◆ GIVEN INSTRUCTION
Write out every line of the records below as a numbered list, skipping blank lines and leaving the pictures out.

-- Begin THE INPUT --

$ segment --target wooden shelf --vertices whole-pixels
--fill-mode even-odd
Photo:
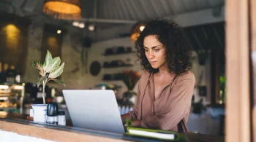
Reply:
[[[103,54],[102,55],[105,55],[105,56],[111,56],[111,55],[118,55],[131,54],[131,53],[135,53],[135,52],[120,52],[120,53],[112,53],[112,54]]]
[[[129,67],[129,66],[133,66],[133,65],[127,64],[127,65],[122,65],[118,66],[103,67],[103,68],[122,68],[122,67]]]

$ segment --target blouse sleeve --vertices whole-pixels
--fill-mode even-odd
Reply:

-- End THE INPUT --

◆ TASK OUTPUT
1. $ segment --target wooden shelf --vertices whole-pixels
2. --fill-mode even-odd
3. Photo:
4. Reply:
5. [[[103,54],[102,55],[105,55],[105,56],[111,56],[111,55],[118,55],[131,54],[131,53],[135,53],[135,52],[120,52],[120,53],[112,53],[112,54]]]
6. [[[129,67],[129,66],[133,66],[133,65],[127,64],[127,65],[122,65],[118,66],[103,67],[103,68],[122,68],[122,67]]]
7. $ segment --target blouse sleeve --vertices whole-pixels
8. --fill-mode even-odd
9. Reply:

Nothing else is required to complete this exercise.